> [What this task involves]:
Leaving the pictures aside, return the listing exactly as it appears.

> [Records shown]:
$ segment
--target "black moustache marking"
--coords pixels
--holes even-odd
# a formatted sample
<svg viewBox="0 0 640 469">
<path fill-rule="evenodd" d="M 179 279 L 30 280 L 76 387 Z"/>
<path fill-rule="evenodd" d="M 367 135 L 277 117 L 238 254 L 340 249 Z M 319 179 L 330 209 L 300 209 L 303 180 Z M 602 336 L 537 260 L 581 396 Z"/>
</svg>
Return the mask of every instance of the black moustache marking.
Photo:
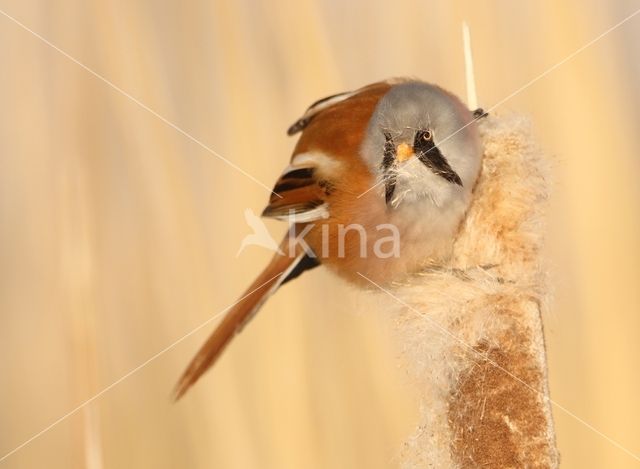
<svg viewBox="0 0 640 469">
<path fill-rule="evenodd" d="M 462 187 L 462 179 L 460 179 L 460 176 L 449 166 L 447 159 L 442 156 L 433 138 L 425 139 L 425 135 L 426 131 L 416 133 L 413 149 L 418 159 L 434 174 L 437 174 L 452 184 L 457 184 Z"/>
<path fill-rule="evenodd" d="M 396 175 L 389 171 L 396 161 L 396 149 L 391 134 L 385 133 L 384 138 L 384 156 L 380 168 L 383 172 L 384 201 L 388 205 L 396 191 Z"/>
<path fill-rule="evenodd" d="M 391 202 L 391 198 L 393 197 L 393 193 L 396 191 L 396 177 L 395 176 L 387 176 L 384 182 L 384 201 L 387 205 Z"/>
</svg>

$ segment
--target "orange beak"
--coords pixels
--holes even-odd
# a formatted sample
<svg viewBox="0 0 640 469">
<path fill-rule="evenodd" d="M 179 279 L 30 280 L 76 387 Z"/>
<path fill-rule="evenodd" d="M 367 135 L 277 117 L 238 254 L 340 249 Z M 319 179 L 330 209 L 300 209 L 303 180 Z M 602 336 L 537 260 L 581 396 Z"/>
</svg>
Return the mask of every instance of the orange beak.
<svg viewBox="0 0 640 469">
<path fill-rule="evenodd" d="M 396 147 L 396 159 L 399 162 L 407 161 L 414 155 L 413 147 L 411 145 L 407 145 L 406 143 L 401 143 Z"/>
</svg>

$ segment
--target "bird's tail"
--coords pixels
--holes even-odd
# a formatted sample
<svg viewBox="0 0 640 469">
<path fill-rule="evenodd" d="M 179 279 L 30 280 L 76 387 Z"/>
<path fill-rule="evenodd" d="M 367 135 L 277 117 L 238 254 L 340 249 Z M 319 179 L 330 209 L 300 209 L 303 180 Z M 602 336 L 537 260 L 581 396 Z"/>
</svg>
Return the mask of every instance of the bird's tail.
<svg viewBox="0 0 640 469">
<path fill-rule="evenodd" d="M 283 241 L 282 252 L 287 252 L 288 237 Z M 239 333 L 258 312 L 264 302 L 286 281 L 316 264 L 310 263 L 304 252 L 295 255 L 276 253 L 273 259 L 247 289 L 245 294 L 228 311 L 216 330 L 200 348 L 182 374 L 174 390 L 175 399 L 180 399 L 189 388 L 218 359 L 231 339 Z M 313 264 L 313 265 L 311 265 Z"/>
</svg>

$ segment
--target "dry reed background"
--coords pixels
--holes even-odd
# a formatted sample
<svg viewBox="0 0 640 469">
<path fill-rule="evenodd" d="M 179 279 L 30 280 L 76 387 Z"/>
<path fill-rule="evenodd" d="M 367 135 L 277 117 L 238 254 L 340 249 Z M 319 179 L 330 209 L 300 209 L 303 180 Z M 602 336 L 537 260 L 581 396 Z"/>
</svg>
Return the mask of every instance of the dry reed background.
<svg viewBox="0 0 640 469">
<path fill-rule="evenodd" d="M 538 2 L 11 0 L 2 12 L 270 185 L 310 101 L 394 75 L 490 106 L 640 8 Z M 0 15 L 0 453 L 235 301 L 267 192 Z M 503 105 L 558 155 L 546 318 L 557 402 L 640 454 L 640 15 Z M 269 225 L 274 232 L 284 227 Z M 416 401 L 386 325 L 314 271 L 178 405 L 212 327 L 0 468 L 388 468 Z M 640 461 L 555 412 L 565 468 Z M 0 455 L 0 457 L 2 457 Z"/>
</svg>

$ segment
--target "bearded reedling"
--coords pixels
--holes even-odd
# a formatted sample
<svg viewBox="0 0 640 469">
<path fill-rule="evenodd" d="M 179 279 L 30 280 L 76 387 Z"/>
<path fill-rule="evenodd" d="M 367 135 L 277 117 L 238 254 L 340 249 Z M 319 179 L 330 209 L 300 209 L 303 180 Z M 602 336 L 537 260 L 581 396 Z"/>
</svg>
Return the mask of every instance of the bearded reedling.
<svg viewBox="0 0 640 469">
<path fill-rule="evenodd" d="M 263 216 L 288 220 L 280 250 L 202 346 L 184 393 L 281 285 L 318 265 L 364 285 L 401 279 L 447 258 L 469 206 L 482 148 L 472 112 L 442 88 L 392 79 L 313 103 Z M 357 226 L 357 230 L 345 227 Z M 394 255 L 376 248 L 392 227 Z M 303 236 L 303 242 L 298 238 Z M 383 236 L 384 235 L 384 236 Z M 362 275 L 359 275 L 362 274 Z"/>
</svg>

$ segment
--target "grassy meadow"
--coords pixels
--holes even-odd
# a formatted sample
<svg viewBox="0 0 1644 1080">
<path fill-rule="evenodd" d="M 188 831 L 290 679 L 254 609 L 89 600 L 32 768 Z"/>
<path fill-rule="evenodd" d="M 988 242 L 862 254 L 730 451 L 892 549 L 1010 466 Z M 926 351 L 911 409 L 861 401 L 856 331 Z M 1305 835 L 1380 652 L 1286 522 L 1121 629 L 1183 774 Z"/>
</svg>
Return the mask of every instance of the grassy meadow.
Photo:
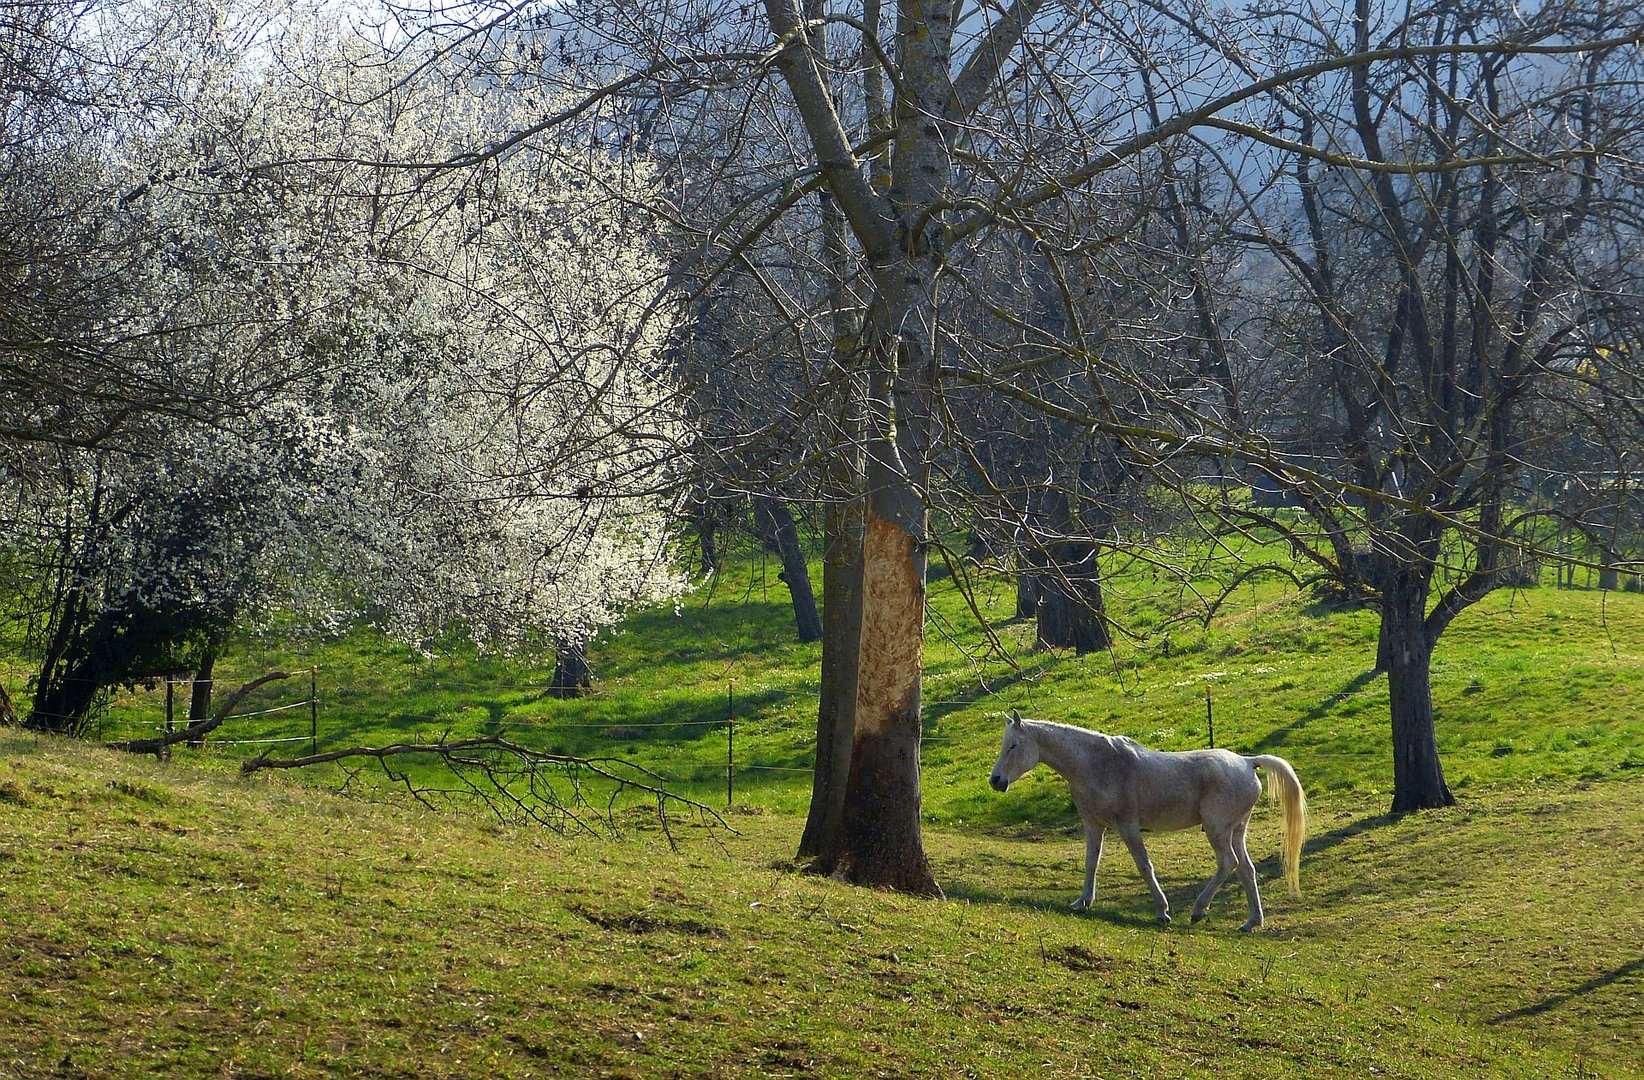
<svg viewBox="0 0 1644 1080">
<path fill-rule="evenodd" d="M 1190 597 L 1140 574 L 1109 586 L 1131 636 L 1079 658 L 1030 647 L 1004 581 L 975 583 L 990 641 L 940 576 L 924 809 L 948 899 L 928 902 L 792 863 L 818 652 L 776 569 L 747 557 L 630 619 L 574 701 L 544 696 L 541 658 L 364 630 L 247 638 L 219 667 L 300 669 L 252 706 L 272 708 L 316 665 L 321 750 L 501 732 L 634 761 L 723 815 L 673 815 L 672 844 L 641 805 L 614 837 L 560 836 L 431 813 L 370 770 L 239 776 L 264 747 L 234 741 L 306 750 L 306 708 L 167 763 L 0 732 L 0 1076 L 1644 1075 L 1644 596 L 1538 587 L 1463 615 L 1434 671 L 1460 803 L 1391 818 L 1371 616 L 1258 584 L 1179 621 Z M 25 676 L 14 649 L 14 697 Z M 1236 932 L 1236 885 L 1198 927 L 1153 926 L 1118 845 L 1068 912 L 1065 784 L 987 788 L 1010 708 L 1167 749 L 1213 723 L 1285 756 L 1313 814 L 1303 895 L 1273 880 L 1264 805 L 1262 931 Z M 162 709 L 121 694 L 100 734 Z M 1150 847 L 1185 912 L 1208 846 Z"/>
</svg>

> [The answer]:
$ segment
--target "black moustache marking"
--coords pixels
--holes even-odd
# a formatted sample
<svg viewBox="0 0 640 469">
<path fill-rule="evenodd" d="M 179 279 L 30 280 L 76 387 Z"/>
<path fill-rule="evenodd" d="M 367 135 L 277 117 L 238 254 L 340 249 Z M 319 179 L 330 209 L 300 209 L 303 180 Z M 602 336 L 537 260 L 581 396 Z"/>
</svg>
Return the mask of every instance of the black moustache marking.
Photo:
<svg viewBox="0 0 640 469">
<path fill-rule="evenodd" d="M 462 187 L 462 179 L 460 179 L 460 176 L 449 166 L 447 159 L 442 156 L 433 138 L 425 139 L 425 135 L 426 131 L 416 133 L 413 149 L 418 159 L 434 174 L 437 174 L 452 184 L 457 184 Z"/>
<path fill-rule="evenodd" d="M 396 175 L 389 171 L 396 161 L 396 149 L 391 134 L 385 133 L 384 138 L 384 156 L 380 168 L 383 172 L 384 201 L 388 205 L 396 191 Z"/>
<path fill-rule="evenodd" d="M 391 202 L 391 198 L 393 197 L 393 193 L 396 191 L 396 177 L 395 176 L 387 176 L 384 182 L 384 201 L 387 205 Z"/>
</svg>

$ segment
--target "orange beak"
--coords pixels
--holes even-odd
# a formatted sample
<svg viewBox="0 0 640 469">
<path fill-rule="evenodd" d="M 179 279 L 30 280 L 76 387 Z"/>
<path fill-rule="evenodd" d="M 367 135 L 277 117 L 238 254 L 340 249 Z M 319 179 L 330 209 L 300 209 L 303 180 Z M 602 336 L 537 260 L 581 396 Z"/>
</svg>
Return the mask of every instance of the orange beak.
<svg viewBox="0 0 640 469">
<path fill-rule="evenodd" d="M 396 147 L 396 159 L 399 162 L 407 161 L 414 155 L 413 147 L 411 145 L 407 145 L 406 143 L 401 143 Z"/>
</svg>

$ segment
--target "bird's tail"
--coords pixels
--holes even-odd
# a formatted sample
<svg viewBox="0 0 640 469">
<path fill-rule="evenodd" d="M 179 279 L 30 280 L 76 387 Z"/>
<path fill-rule="evenodd" d="M 367 135 L 277 117 L 238 254 L 340 249 Z M 319 179 L 330 209 L 300 209 L 303 180 Z M 602 336 L 537 260 L 581 396 Z"/>
</svg>
Return the mask of every instance of the bird's tail.
<svg viewBox="0 0 640 469">
<path fill-rule="evenodd" d="M 283 241 L 282 252 L 287 252 L 288 237 Z M 239 333 L 258 312 L 264 302 L 286 281 L 316 264 L 310 263 L 304 252 L 295 255 L 276 253 L 273 259 L 247 289 L 245 294 L 228 311 L 216 330 L 200 348 L 182 374 L 174 390 L 175 399 L 180 399 L 189 388 L 218 359 L 231 339 Z M 313 264 L 313 265 L 311 265 Z"/>
</svg>

$ segment
--target "dry reed background"
--coords pixels
--holes even-odd
# a formatted sample
<svg viewBox="0 0 640 469">
<path fill-rule="evenodd" d="M 179 279 L 30 280 L 76 387 Z"/>
<path fill-rule="evenodd" d="M 367 135 L 277 117 L 238 254 L 340 249 Z M 319 179 L 330 209 L 300 209 L 303 180 Z M 602 336 L 537 260 L 581 396 Z"/>
</svg>
Return the mask of every instance of the dry reed background.
<svg viewBox="0 0 640 469">
<path fill-rule="evenodd" d="M 538 2 L 11 0 L 2 12 L 270 185 L 310 101 L 394 75 L 490 106 L 640 8 Z M 0 15 L 0 453 L 235 301 L 267 192 Z M 503 105 L 558 155 L 546 318 L 557 402 L 640 454 L 640 15 Z M 269 225 L 274 232 L 284 227 Z M 416 401 L 386 325 L 314 271 L 178 405 L 212 327 L 0 468 L 388 468 Z M 640 461 L 555 412 L 565 468 Z M 0 455 L 0 457 L 2 457 Z"/>
</svg>

$ segment
--target "bearded reedling"
--coords pixels
--holes even-odd
# a formatted sample
<svg viewBox="0 0 640 469">
<path fill-rule="evenodd" d="M 179 279 L 30 280 L 76 387 Z"/>
<path fill-rule="evenodd" d="M 367 135 L 277 117 L 238 254 L 340 249 Z M 319 179 L 330 209 L 300 209 L 303 180 Z M 602 336 L 537 260 L 581 396 Z"/>
</svg>
Return the mask of every instance of the bearded reedling.
<svg viewBox="0 0 640 469">
<path fill-rule="evenodd" d="M 263 216 L 288 220 L 280 250 L 202 346 L 184 393 L 281 285 L 318 265 L 364 285 L 401 279 L 447 258 L 469 206 L 482 148 L 472 112 L 442 88 L 392 79 L 313 103 Z M 357 226 L 357 230 L 345 227 Z M 394 255 L 376 248 L 392 227 Z M 303 236 L 303 242 L 298 238 Z M 383 236 L 384 235 L 384 236 Z M 362 275 L 359 275 L 362 274 Z"/>
</svg>

$ segment
--target "grassy meadow"
--coords pixels
--holes even-odd
# a formatted sample
<svg viewBox="0 0 1644 1080">
<path fill-rule="evenodd" d="M 188 831 L 290 679 L 254 609 L 89 600 L 32 768 Z"/>
<path fill-rule="evenodd" d="M 988 242 L 862 254 L 730 451 L 892 549 L 1010 466 Z M 926 351 L 911 409 L 861 401 L 856 331 Z M 1305 835 L 1380 652 L 1286 522 L 1121 629 L 1183 774 Z"/>
</svg>
Return the mask of every instance of the grassy meadow.
Photo:
<svg viewBox="0 0 1644 1080">
<path fill-rule="evenodd" d="M 1190 597 L 1140 574 L 1109 586 L 1131 636 L 1079 658 L 1030 647 L 1004 581 L 975 583 L 990 641 L 940 576 L 924 809 L 948 899 L 928 902 L 792 863 L 818 652 L 776 569 L 747 557 L 630 619 L 574 701 L 544 696 L 541 658 L 364 630 L 247 638 L 219 667 L 300 669 L 252 706 L 272 708 L 316 665 L 321 750 L 501 732 L 634 761 L 723 815 L 673 815 L 672 844 L 641 805 L 614 837 L 560 836 L 431 813 L 370 770 L 239 776 L 264 747 L 234 741 L 306 750 L 306 708 L 167 763 L 0 732 L 0 1076 L 1644 1075 L 1644 596 L 1538 587 L 1463 615 L 1434 671 L 1460 803 L 1391 818 L 1371 616 L 1258 584 L 1179 621 Z M 25 676 L 14 649 L 14 697 Z M 1236 932 L 1236 885 L 1198 927 L 1153 926 L 1118 845 L 1068 912 L 1065 784 L 987 788 L 1010 708 L 1167 749 L 1213 723 L 1285 756 L 1313 814 L 1303 895 L 1273 880 L 1264 805 L 1262 931 Z M 162 709 L 121 694 L 100 734 Z M 1150 847 L 1185 912 L 1208 846 Z"/>
</svg>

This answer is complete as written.